==== Document segment

Applying Network Motif Analysis to Transformer Attribution Graphs

mkenney

Rejected for the following reason(s):

This is an automated rejection. No LLM generated, heavily assisted/co-written, or otherwise reliant work.

Read full explanation

TL;DR: Analyzing attribution graphs manually is tedious and doesn't scale. To help automate some of this process, I ported network motif analysis (the technique Uri Alon used to decode gene regulatory networks) into a tool for automatically fingerprinting the structural properties of transformer circuits. I ran it on 99 attribution graphs from Neuronpedia. As expected, the graphs are dominated by feedforward loops (FFLs), confirming that the tool recovers structure that Anthropic had previously observed qualitatively in individual circuits. The more interesting findings: (1) when I trace individual FFLs in a concrete circuit, they chain into multi-stage processing cascades with structurally distinct roles: grounding, entity resolution and output competition via inhibitory edges; (2) motif profiles reveal a universal structural backbone across all task types, with task-specific modulations in the magnitude of individual motifs. The tool (circuit-motifs) is open source and runs on any attribution graph from Neuronpedia.

Motivation: attribution graph analysis needs automation

Attribution graphs, directed graphs where nodes are features and edges represent causal influence between them [1, 2], have become a central tool in mechanistic interpretability since Anthropic's circuit tracing work in early 2025. However, analyzing them is largely manual. Researchers must visually inspect node clusters, trace paths, group features into supernodes and build intuitions about circuit structure one graph at a time.

A recent multi-organization review of the circuits research landscape [3] flagged two open problems. First, can the process of analyzing attribution graphs be "made more systematic or even automated"? Second, can we move beyond the "local" per-prompt picture to "obtain a more global circuit picture" by aggregating across many graphs?

Network motif analysis from systems biology offers the potential to help with both. The technique, introduced by Milo et al. in 2002 [4], counts small recurring connectivity patterns in a network and compares observed counts to a null model. This produces a structural fingerprint (a vector of Z-scores) that characterizes the network's wiring. The same approach that helped reveal the computational building blocks of E. coli transcription networks [5, 6] and enabled Milo et al. to classify networks from entirely different domains into structural "superfamilies" [7] can be applied directly to attribution graphs.

========
==== Provided data

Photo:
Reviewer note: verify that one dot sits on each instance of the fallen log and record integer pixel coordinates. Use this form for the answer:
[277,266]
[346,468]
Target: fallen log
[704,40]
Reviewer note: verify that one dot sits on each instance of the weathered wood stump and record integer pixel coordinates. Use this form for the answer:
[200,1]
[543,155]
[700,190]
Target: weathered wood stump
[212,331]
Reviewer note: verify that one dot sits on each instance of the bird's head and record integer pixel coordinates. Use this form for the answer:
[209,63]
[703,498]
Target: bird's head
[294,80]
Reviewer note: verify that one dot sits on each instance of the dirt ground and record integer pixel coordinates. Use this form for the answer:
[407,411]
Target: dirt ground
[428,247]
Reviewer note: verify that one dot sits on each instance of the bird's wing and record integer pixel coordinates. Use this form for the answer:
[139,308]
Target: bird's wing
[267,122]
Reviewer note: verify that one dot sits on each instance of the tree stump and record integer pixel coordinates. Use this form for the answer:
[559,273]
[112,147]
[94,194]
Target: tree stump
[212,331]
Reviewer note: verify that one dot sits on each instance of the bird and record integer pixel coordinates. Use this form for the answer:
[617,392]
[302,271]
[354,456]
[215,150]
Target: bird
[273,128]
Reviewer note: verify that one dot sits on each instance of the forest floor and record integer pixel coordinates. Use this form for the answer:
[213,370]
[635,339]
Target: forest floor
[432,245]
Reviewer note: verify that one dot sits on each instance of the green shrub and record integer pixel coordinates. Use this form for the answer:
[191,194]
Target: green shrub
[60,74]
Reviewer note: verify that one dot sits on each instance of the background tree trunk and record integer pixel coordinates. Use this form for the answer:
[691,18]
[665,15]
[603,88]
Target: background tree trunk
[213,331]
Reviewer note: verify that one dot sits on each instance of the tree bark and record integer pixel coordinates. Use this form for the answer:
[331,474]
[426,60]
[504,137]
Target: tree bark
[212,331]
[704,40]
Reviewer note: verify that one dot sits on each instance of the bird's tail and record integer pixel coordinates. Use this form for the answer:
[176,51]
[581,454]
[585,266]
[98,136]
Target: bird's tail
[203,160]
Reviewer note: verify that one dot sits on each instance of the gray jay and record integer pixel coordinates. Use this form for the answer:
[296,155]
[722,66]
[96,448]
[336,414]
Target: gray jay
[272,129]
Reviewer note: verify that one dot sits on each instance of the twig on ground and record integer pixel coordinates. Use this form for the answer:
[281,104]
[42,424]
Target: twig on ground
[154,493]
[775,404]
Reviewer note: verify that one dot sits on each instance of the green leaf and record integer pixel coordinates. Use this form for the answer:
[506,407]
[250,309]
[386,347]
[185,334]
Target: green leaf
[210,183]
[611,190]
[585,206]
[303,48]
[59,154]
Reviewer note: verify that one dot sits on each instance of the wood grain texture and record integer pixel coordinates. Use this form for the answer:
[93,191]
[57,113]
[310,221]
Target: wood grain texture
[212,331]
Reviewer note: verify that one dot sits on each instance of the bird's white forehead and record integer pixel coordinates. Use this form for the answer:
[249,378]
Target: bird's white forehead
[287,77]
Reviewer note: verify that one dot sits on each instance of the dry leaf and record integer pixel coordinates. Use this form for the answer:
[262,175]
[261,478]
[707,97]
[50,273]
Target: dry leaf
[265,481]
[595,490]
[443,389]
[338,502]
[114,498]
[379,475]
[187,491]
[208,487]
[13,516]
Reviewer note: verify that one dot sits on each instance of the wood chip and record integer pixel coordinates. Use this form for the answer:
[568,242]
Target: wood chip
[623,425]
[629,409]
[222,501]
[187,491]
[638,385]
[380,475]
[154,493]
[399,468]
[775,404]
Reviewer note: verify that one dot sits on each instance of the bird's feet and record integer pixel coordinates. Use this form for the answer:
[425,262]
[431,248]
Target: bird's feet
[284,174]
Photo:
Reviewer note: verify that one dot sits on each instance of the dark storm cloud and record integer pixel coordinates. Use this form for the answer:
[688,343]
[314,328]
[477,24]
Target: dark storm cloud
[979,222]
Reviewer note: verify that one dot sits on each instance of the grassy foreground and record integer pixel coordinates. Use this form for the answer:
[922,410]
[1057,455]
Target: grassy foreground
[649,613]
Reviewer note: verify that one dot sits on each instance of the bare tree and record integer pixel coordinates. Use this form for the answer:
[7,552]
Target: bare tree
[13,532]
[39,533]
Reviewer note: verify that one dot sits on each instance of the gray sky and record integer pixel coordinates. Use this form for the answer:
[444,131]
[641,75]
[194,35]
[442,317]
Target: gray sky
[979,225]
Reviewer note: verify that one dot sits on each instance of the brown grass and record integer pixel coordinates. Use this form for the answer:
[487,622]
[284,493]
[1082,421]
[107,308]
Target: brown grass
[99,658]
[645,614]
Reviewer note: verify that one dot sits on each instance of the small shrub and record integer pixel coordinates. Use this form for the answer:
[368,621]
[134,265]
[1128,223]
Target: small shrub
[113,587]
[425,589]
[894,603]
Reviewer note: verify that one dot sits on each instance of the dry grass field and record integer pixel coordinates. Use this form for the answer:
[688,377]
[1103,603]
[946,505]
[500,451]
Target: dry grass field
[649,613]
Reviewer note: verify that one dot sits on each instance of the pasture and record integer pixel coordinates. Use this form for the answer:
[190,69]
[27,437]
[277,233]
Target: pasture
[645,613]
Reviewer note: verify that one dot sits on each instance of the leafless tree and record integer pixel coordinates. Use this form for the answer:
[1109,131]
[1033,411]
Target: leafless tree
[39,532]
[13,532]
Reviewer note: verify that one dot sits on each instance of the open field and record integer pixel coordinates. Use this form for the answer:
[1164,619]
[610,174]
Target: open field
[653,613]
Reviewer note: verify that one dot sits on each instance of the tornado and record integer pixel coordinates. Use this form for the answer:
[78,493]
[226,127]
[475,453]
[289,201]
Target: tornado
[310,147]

========

Tasks for this exercise »
• a. Decide whether each statement below agrees with the text on network motif analysis, answering yes or no and quoting the deciding words of the text: (i) The tool was run on 99 attribution graphs from Neuronpedia. (ii) The graphs analyzed are dominated by feedback loops. (iii) The circuit-motifs tool is closed source.
• b. Continue the text on network motif analysis from the point where it stops.

Outputs for the tasks »
• a.
(i) Yes: "I ran it on 99 attribution graphs from Neuronpedia."
(ii) No: "the graphs are dominated by feedforward loops (FFLs)"
(iii) No: "The tool (circuit-motifs) is open source"

• b.
Anthropic's interpretability program leans heavily on the biological metaphor as their featured paper is titled "On the Biology of a Large Language Model" [2], and Lindsey et al. explicitly identified feedforward loops in their circuits and cited Alon's taxonomy. But they observed the structure qualitatively, in individual circuits. This work takes the biology metaphor further by applying a quantitative framework from systems biology to 99 graphs with the goal of learning about the model's aggregate structural grammar.

Network motifs

The core idea is to enumerate all instances of small subgraphs (typically 3–4 nodes) in a network, compare observed counts to an ensemble of randomized networks preserving basic properties like degree distribution and identify which patterns appear significantly more or less often than chance. Enriched motifs likely reflect functional building blocks and depleted motifs may represent configurations the system actively avoids [8].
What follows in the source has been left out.